__TASK STATEMENT__: Display every line of the material below that contains the string "billboard", reproducing each such line in full.
==== GIVEN DATA ====
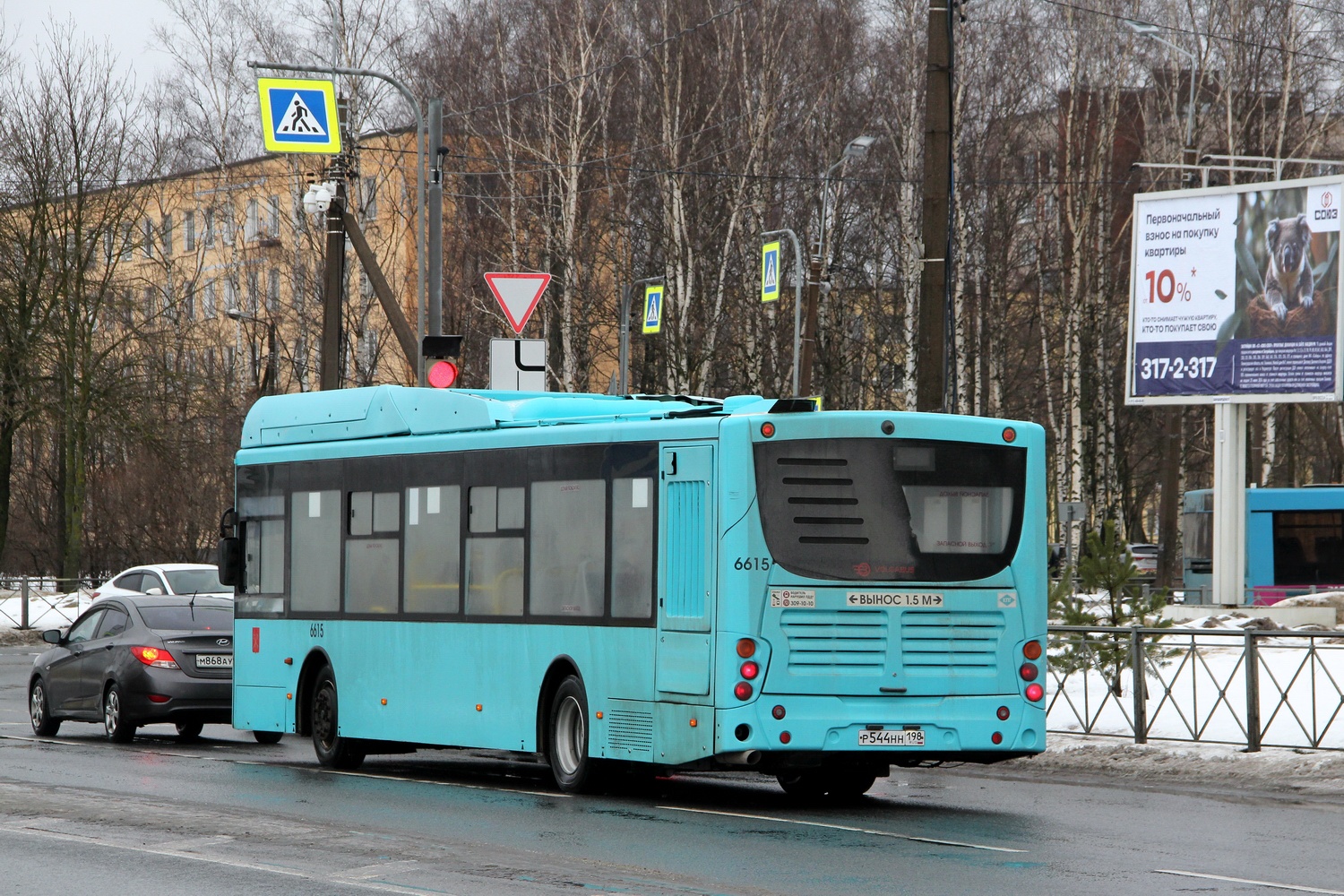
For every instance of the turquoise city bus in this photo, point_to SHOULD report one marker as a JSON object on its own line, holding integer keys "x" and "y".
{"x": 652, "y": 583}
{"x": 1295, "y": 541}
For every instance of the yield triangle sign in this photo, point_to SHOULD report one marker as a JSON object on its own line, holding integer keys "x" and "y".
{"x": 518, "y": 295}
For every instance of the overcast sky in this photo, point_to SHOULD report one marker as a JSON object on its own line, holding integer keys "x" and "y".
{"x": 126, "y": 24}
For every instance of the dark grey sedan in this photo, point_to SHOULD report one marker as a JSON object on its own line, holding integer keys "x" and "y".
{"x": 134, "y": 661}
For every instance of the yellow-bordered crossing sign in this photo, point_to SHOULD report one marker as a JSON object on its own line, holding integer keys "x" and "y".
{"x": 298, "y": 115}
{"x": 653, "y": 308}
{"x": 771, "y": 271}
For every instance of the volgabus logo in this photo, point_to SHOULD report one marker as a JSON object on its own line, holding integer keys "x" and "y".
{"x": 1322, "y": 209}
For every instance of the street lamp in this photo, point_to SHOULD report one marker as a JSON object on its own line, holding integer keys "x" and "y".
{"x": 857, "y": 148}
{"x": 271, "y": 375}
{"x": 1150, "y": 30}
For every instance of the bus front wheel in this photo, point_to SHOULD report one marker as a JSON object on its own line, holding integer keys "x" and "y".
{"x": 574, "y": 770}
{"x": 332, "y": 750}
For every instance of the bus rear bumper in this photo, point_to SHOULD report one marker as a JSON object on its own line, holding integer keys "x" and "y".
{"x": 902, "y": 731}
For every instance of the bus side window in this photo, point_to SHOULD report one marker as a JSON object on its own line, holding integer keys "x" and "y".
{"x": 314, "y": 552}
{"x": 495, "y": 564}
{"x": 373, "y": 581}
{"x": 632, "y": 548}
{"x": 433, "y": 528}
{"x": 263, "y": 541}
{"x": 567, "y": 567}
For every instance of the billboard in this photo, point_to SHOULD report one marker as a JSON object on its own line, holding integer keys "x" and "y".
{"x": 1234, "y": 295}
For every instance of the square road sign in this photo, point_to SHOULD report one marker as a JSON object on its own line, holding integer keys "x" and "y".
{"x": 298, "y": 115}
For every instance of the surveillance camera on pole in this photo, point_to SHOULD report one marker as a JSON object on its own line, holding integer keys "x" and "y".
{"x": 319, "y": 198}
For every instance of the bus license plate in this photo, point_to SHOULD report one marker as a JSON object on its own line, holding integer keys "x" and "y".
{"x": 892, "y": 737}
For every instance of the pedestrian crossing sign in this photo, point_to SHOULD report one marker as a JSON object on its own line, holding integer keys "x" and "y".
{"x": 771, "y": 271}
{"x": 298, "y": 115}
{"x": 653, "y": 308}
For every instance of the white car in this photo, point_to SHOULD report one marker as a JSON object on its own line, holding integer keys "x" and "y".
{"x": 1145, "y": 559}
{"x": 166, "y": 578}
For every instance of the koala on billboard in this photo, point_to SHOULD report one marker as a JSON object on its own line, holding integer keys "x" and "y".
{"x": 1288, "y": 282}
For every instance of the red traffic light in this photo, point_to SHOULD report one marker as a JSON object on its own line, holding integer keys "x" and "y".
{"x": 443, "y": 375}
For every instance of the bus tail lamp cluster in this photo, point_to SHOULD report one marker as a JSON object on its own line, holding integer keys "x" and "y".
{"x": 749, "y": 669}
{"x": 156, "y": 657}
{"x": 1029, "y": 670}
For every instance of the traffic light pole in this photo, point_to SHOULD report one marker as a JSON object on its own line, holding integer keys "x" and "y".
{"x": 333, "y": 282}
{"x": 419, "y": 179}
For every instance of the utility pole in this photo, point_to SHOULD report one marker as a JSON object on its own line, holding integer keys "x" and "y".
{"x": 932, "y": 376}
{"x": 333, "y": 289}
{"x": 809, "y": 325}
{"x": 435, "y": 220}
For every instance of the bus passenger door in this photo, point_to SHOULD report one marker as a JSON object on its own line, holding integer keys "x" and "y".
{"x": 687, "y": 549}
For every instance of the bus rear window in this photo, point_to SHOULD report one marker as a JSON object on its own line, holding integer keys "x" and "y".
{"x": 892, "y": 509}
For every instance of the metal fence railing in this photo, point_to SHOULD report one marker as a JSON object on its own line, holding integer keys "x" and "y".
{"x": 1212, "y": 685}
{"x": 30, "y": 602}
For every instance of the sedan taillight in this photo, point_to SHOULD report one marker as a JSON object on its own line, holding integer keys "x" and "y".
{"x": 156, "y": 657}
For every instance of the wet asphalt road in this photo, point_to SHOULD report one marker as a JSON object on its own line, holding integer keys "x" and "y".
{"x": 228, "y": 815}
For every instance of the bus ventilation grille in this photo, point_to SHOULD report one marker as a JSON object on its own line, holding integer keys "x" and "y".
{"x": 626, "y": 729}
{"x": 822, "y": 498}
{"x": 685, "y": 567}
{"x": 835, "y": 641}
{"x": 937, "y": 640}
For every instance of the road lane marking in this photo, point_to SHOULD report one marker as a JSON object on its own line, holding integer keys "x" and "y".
====
==== GIVEN DATA ====
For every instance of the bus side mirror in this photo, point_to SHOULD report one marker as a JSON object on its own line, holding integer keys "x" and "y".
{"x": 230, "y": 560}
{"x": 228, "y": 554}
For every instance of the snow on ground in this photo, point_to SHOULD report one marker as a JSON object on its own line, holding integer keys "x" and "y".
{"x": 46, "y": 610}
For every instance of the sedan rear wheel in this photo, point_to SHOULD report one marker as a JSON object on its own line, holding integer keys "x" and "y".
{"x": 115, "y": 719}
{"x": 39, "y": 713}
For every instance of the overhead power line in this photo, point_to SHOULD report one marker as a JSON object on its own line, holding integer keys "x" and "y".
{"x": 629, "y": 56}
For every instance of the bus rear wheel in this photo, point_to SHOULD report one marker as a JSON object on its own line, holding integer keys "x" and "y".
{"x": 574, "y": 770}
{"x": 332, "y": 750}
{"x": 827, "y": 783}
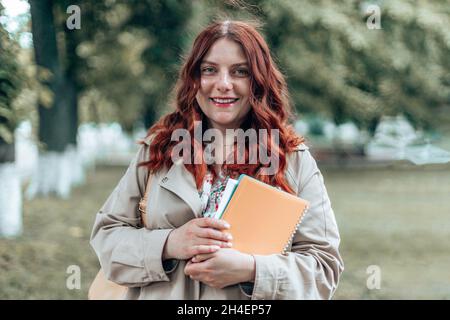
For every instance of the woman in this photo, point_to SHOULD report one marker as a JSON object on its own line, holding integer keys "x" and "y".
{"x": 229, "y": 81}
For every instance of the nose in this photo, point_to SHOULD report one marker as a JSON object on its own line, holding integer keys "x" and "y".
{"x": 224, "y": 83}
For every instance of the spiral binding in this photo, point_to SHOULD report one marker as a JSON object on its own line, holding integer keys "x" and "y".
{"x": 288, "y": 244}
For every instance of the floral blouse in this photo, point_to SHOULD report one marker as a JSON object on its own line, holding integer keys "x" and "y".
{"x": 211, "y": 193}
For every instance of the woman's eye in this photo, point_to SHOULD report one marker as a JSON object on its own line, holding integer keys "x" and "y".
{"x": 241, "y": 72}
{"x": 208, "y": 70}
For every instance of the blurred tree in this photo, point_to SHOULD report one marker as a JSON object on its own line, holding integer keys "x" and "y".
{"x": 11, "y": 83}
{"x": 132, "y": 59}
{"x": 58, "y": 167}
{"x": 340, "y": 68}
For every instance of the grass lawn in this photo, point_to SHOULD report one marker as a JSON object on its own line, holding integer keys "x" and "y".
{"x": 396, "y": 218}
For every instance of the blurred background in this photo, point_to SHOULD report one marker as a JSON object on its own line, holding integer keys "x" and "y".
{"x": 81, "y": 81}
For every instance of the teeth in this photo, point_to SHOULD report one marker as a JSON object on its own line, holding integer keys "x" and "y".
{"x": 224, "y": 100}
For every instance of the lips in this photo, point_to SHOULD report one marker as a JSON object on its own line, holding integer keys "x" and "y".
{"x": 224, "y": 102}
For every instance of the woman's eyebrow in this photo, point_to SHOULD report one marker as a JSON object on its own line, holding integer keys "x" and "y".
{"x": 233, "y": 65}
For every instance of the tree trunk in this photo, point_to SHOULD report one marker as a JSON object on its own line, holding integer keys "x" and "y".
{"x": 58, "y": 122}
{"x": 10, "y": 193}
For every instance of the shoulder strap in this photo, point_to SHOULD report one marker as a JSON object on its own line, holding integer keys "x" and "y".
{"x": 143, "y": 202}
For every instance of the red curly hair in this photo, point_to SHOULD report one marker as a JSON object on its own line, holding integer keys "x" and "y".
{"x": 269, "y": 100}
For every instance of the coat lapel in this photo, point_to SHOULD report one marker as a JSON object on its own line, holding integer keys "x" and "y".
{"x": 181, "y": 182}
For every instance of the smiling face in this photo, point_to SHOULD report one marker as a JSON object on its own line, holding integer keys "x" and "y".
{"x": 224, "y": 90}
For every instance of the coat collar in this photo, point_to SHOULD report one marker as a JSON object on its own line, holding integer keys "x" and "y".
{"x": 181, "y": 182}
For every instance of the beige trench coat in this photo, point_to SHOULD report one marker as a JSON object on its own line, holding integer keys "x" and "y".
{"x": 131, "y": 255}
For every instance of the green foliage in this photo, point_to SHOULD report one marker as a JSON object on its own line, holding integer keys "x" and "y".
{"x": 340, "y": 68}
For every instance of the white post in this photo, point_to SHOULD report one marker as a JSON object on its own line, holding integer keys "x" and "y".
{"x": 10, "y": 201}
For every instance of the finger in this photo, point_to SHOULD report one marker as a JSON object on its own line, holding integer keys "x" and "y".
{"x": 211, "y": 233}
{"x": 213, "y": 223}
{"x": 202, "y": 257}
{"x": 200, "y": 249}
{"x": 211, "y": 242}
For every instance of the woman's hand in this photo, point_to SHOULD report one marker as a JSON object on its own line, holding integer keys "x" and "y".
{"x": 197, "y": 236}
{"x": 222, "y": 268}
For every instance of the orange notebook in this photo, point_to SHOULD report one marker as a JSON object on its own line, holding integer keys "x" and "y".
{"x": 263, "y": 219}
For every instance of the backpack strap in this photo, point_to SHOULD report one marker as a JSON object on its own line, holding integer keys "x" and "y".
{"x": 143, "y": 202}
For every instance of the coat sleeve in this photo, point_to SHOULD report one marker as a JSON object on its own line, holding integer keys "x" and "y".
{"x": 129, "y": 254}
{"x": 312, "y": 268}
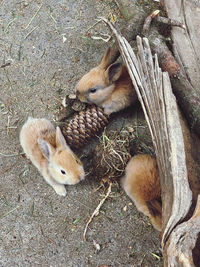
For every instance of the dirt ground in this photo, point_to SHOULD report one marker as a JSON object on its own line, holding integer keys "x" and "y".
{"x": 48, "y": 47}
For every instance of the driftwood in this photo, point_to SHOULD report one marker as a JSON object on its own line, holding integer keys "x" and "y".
====
==== GIVEN DATA ====
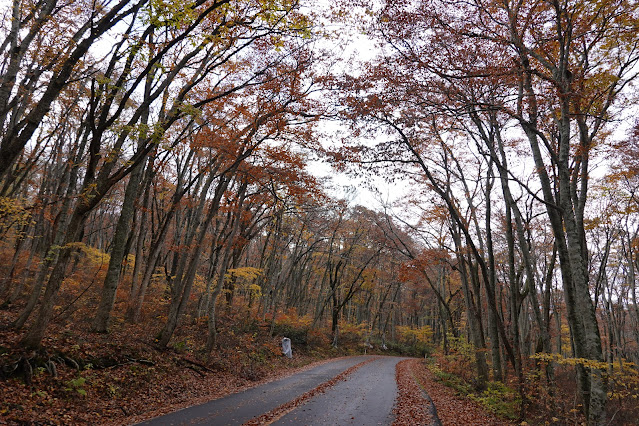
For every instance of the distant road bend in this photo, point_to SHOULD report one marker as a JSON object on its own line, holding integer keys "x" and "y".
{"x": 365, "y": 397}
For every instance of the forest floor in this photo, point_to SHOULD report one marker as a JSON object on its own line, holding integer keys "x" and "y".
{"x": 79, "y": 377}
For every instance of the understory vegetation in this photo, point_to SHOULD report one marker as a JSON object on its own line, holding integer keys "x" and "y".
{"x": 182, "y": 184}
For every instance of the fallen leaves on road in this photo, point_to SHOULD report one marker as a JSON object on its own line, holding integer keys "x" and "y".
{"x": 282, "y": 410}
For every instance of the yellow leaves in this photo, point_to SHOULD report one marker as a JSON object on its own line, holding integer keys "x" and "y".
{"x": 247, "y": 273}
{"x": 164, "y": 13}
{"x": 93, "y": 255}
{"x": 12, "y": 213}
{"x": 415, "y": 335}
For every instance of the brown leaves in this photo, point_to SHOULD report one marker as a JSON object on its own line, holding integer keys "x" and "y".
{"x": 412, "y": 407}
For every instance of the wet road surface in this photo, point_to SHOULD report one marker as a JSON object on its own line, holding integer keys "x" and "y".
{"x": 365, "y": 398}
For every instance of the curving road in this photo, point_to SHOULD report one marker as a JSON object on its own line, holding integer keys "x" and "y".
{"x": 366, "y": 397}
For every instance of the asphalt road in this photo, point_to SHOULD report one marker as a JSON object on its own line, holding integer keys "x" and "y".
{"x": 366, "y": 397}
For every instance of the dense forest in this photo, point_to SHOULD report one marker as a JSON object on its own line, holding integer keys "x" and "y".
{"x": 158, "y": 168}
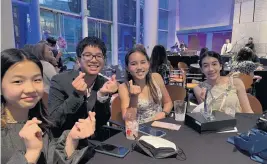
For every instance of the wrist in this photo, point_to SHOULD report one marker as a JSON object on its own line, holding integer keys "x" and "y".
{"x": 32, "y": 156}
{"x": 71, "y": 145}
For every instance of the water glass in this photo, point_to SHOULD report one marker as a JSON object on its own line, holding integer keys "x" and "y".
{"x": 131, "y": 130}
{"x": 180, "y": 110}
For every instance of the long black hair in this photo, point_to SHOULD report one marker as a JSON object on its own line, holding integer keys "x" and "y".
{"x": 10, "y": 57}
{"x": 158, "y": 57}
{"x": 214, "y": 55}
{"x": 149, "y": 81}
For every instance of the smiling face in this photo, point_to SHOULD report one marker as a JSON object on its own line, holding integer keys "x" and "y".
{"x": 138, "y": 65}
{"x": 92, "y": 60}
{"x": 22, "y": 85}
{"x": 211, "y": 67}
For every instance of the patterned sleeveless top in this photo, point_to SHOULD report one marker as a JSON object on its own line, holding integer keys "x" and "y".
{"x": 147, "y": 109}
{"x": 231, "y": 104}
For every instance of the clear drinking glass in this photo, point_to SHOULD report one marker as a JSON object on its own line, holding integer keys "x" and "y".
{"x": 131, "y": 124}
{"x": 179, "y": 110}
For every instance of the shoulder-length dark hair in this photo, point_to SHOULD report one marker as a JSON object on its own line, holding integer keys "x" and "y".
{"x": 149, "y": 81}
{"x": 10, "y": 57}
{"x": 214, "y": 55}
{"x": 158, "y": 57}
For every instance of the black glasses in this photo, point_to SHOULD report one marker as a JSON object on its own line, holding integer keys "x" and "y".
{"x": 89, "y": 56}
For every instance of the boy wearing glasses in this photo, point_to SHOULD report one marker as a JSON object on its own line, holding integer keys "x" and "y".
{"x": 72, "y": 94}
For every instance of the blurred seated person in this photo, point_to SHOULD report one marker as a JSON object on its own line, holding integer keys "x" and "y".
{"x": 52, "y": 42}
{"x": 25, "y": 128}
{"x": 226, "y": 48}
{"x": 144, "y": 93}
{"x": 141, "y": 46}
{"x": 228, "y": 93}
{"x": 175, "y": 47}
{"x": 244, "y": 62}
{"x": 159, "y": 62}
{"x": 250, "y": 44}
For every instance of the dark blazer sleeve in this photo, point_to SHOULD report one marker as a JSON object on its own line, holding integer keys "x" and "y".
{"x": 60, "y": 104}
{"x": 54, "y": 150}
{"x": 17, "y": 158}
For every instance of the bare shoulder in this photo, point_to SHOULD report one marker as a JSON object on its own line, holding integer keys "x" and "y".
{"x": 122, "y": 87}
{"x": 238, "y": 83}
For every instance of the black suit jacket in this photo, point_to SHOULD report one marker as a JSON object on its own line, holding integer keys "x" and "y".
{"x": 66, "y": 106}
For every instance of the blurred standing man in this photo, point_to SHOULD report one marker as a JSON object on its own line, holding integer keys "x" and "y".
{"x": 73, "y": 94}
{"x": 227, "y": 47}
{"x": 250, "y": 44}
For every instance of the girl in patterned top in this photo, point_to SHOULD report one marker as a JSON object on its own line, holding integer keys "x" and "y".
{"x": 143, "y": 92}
====
__THE SOLUTION__:
For every instance of the billboard in this photo, point_to SHOULD report one marker as a JSON object on its own line, holding integer keys "x" and "y".
For every instance of the koala on billboard in this photo, point_to SHOULD report one marker as a JSON object on its own line, holding integer keys "x" and "y".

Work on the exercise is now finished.